## [Task goal]
Decide whether each statement below agrees with the benchmark notes that follow. Answer yes or no for each, and quote the words from the notes that decide it. 1. The run using -x 1024 reported more than 40 Gflops. 2. The system stayed usable during the third run. 3. The matmult_d program is a multithreaded app.

----- Reading passage

I Tried three things:

./double_precision_optimized_matmult_d -q -t -x 512 -i 10000
Time: 62.741000s
Gflops: 39.84635

./double_precision_optimized_matmult_d -q -t -x 1024 -i 1000
Time: 49.943000s
Gflops: 40.04565

./double_precision_optimized_matmult_d -q -t -x 2048 -i 100
Time: 44.449000s
Gflops: 35.99631

All reasonable results, though a tad short of what I imagine should be possible with the hardware.

First is not a problem, second results in the system freezing for ~1 second every ~7 seconds (choppy), third results in the system freezing for ~10 seconds every ~11 second (unusable)

looking at processor usage I see that 1 (of 4) cores gets ~ 100% utilization by the matmult_d program (reasonable because it's not a multithreaded app), and that (especially noticeable in the second case) the freezing glitches coincide with a drop in utilization of the cpu running matmult_d, and a jump (to 100%) of the utilization of the cpu running Xorg. Also I see that often Xorg and matmult_d "swap cores".

----------
----- Data excerpts

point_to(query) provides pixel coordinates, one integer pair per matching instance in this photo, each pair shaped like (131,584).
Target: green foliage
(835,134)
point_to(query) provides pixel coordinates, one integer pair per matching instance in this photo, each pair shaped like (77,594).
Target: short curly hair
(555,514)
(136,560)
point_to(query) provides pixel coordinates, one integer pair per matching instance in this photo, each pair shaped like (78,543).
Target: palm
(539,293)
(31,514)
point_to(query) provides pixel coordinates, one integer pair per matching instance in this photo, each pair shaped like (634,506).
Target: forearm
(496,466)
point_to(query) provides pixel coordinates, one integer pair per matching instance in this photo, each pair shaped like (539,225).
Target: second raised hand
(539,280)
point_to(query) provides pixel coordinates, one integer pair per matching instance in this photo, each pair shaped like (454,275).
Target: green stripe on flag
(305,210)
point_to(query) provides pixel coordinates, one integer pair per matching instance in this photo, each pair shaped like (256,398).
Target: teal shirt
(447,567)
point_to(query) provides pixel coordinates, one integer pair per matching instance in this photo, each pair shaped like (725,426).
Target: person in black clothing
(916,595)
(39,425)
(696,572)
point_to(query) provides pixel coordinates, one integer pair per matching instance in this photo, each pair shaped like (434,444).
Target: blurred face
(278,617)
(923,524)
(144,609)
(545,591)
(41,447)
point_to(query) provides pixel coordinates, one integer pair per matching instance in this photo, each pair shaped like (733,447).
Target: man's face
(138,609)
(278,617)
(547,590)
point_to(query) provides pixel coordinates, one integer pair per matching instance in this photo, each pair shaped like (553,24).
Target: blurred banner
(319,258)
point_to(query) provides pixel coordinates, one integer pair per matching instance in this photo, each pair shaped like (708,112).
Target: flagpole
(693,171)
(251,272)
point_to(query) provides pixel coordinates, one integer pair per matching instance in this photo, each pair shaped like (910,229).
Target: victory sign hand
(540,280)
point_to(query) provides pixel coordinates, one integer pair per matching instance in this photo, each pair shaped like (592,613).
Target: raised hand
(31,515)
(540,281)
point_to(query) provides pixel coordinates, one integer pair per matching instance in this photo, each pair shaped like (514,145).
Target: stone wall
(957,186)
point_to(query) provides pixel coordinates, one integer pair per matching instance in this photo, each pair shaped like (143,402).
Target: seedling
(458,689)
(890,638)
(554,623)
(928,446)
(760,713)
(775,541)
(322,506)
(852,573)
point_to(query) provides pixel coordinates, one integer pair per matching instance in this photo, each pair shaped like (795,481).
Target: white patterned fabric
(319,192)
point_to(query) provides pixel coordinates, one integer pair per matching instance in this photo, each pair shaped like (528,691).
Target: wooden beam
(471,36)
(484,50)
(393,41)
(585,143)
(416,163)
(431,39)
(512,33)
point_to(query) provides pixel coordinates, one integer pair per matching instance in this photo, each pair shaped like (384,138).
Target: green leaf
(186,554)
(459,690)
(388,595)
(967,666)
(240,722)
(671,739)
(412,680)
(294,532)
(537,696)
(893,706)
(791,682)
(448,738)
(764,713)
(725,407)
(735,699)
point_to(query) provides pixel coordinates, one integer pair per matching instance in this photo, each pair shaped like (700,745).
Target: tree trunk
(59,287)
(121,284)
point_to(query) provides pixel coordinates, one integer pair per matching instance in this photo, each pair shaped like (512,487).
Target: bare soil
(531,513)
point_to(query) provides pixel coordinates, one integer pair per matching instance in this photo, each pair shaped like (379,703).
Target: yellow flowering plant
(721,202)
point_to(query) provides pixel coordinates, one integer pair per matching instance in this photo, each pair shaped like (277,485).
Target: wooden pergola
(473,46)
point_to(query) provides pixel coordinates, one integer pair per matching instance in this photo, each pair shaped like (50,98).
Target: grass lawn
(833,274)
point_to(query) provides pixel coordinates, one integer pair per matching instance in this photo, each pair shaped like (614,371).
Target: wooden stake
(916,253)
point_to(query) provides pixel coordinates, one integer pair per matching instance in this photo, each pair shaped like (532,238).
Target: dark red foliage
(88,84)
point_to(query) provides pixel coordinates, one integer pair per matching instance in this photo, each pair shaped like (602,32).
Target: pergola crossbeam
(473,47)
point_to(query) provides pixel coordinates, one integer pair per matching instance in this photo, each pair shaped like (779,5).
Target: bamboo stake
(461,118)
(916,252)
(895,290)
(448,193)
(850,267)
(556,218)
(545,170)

----------

## [Full response]
1. Yes: "Gflops: 40.04565"
2. No: "third results in the system freezing for ~10 seconds every ~11 second (unusable)"
3. No: "it's not a multithreaded app"